— THE TASK —
Reproduce every line of the records below word for word, leaving out the pictures.

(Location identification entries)
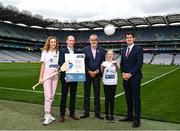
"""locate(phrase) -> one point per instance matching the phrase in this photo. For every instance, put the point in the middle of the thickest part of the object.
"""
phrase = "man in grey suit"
(94, 56)
(131, 64)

— RESULT —
"""locate(phrase) -> one point per instance matching the phrase in this photo. For every instance, put the point in the middle of the thickest part of the object.
"""
phrase = "man in grey suit"
(94, 56)
(131, 64)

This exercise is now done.